>> Begin
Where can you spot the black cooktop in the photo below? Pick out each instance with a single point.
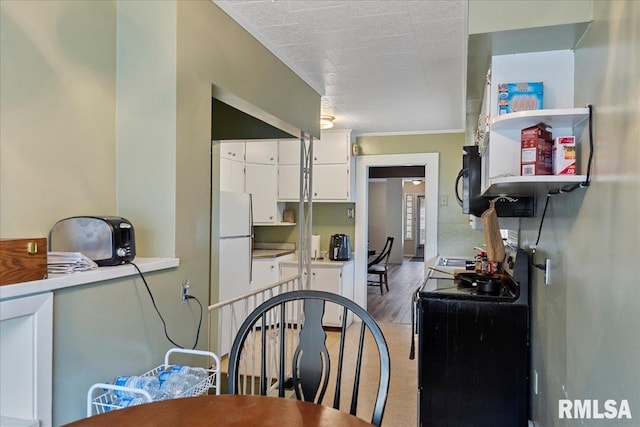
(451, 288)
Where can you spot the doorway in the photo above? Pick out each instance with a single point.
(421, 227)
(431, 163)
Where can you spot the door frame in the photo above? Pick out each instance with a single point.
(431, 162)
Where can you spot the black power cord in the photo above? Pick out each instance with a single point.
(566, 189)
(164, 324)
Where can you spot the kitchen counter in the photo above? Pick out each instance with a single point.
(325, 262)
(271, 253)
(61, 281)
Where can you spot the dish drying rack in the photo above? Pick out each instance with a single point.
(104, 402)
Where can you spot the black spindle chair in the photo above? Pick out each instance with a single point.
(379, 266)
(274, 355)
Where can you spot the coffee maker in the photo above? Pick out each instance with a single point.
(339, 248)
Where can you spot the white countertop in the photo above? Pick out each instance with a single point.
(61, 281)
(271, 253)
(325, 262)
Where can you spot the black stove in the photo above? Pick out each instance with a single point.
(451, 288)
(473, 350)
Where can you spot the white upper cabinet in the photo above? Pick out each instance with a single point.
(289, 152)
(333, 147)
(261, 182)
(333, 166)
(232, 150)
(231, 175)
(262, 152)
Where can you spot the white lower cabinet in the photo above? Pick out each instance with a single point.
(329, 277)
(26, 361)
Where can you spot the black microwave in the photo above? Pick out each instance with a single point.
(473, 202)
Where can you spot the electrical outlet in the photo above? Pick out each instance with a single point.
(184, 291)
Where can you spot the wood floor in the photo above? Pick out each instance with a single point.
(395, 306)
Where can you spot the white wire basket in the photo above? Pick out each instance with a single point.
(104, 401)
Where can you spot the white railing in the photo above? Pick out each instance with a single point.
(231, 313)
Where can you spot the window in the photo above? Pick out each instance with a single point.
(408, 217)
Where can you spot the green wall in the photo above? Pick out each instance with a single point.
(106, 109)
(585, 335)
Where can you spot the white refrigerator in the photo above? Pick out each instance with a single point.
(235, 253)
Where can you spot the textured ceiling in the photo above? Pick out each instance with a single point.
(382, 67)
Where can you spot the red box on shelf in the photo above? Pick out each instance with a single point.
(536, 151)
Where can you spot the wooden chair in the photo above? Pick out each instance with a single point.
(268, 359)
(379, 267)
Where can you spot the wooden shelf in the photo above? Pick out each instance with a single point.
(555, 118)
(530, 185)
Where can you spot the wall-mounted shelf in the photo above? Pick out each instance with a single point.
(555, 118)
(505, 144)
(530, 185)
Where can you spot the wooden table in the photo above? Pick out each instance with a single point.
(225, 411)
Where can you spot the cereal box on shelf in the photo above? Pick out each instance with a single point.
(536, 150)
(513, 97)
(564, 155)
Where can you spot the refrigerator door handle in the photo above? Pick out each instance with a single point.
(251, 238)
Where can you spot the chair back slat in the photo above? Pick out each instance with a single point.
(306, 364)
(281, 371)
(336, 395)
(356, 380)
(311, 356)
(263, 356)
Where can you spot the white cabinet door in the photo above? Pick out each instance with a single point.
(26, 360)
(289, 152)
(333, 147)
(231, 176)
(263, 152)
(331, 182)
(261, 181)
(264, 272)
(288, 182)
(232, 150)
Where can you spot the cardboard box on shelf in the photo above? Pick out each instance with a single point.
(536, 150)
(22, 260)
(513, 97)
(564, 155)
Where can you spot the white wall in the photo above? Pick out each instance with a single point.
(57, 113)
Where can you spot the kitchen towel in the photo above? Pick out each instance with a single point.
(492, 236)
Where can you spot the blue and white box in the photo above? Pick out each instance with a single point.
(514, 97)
>> End
>> Begin
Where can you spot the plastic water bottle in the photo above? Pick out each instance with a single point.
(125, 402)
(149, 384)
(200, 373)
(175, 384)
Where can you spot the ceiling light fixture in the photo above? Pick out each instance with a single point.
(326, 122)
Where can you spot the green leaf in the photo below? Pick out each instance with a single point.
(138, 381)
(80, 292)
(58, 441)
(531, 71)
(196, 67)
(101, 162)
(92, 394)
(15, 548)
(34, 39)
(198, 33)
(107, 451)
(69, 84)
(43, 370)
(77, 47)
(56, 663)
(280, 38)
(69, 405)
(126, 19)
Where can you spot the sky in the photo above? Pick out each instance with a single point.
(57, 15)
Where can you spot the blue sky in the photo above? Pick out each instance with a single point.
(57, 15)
>> End
**DIRECTIONS**
List each line from the items above in which the word "green" appears, and treat case as significant when matching.

**THE SOLUTION**
Where can you spot the green wall in the photo above? Pick out each instance with a single point.
Where can you spot the green leaf in the photo below? Pick out each instance with a single point.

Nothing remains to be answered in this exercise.